TEXT BLOCK -

Image of Carmen Belafi

Carmen Belafi

Blavatnik School of Government, University of Oxford

Image of Joseph Bullough

Joseph Bullough

RISE Directorate

Blavatnik School of Government, University of Oxford

Last month, RISE researchers gathered in Ethiopia for RISE’s biannual Country Research Team Meeting, at which representatives from all RISE country research teams (Ethiopia, India, Indonesia, Nigeria, Pakistan, Tanzania, and Vietnam) met to share and discuss their research in person. 

To capitalize on this opportunity, RISE also held a public research event: ‘Education Systems Research in Ethiopia and Beyond’ on 28 January 2020. Our aim was to engage the Ethiopian public as well as regional and international stakeholders on findings from RISE’s education systems research. Here are our top takeaways from the event.

The scale of the challenge: from enrolment to quality

Ethiopian State Education Minister H.E. Ms Tsion Teklu Maru is no stranger to the challenge of improving learning in schools nor to the difficulty of balancing education priorities in a country with diverse needs.

In Ethiopia, 25 percent of the government budget is now allocated to education as part of a major push for education improvement, and whilst reforms have resulted in rapid increases in enrollment over the past 20 years (gross enrollment went from 30 percent in 1996 to 109 percent in 2016)1, this major achievement has not come without a price. Notwithstanding the remarkable results seen on school enrollment, progress has yet to translate into improved learning outcomes and the challenge of student learning has been recognized by the Ethiopian government as the “learning crisis”. During a television interview, Minister Tsion shared that the government has done a lot for the past several years to promote access to education, going on to suggest that many schools have been built and enrollment has increased; however, at the same time, the Ministry recognised that quality might have been compromised in efforts to promote access. Minister Tsion highlighted that the government’s main priority now is promoting quality of education.

There is strong political will to improve learning for children in Ethiopia. Yet stakeholders—  government, schools, and academia—recognize that there is still a way to go to deliver quality learning for all. Knowing the direction you want to go doesn’t necessarily make the course any easier to chart.

DATA LINES -
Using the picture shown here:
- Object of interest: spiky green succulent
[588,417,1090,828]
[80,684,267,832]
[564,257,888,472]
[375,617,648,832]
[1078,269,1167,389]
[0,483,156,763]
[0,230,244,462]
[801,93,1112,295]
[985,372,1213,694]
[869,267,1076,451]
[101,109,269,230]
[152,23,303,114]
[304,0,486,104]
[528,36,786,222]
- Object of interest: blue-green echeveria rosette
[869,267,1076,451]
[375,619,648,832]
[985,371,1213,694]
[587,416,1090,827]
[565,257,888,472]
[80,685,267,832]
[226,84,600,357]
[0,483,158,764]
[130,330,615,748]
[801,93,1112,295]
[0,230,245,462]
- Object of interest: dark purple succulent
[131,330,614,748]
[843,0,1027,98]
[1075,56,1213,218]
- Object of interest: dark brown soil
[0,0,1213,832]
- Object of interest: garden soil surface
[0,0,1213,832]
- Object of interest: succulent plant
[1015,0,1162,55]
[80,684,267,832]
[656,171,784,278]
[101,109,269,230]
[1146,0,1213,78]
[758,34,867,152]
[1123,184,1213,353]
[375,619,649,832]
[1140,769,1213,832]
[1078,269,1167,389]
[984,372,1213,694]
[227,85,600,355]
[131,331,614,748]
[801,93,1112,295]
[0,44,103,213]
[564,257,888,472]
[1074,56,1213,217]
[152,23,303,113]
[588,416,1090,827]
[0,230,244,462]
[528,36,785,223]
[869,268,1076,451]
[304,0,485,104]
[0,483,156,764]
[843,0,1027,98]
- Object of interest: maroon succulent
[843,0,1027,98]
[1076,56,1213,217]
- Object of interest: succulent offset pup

PROBLEM REQUIREMENTS -
Answer from the text on RISE's education research in Ethiopia:
1. On what date was the public event "Education Systems Research in Ethiopia and Beyond" held?
2. What percentage of Ethiopia's government budget now goes to education?
3. What was Ethiopia's gross enrollment in 2016?

WORKED SOLUTION -
1. 28 January 2020
2. 25 percent
3. 109 percent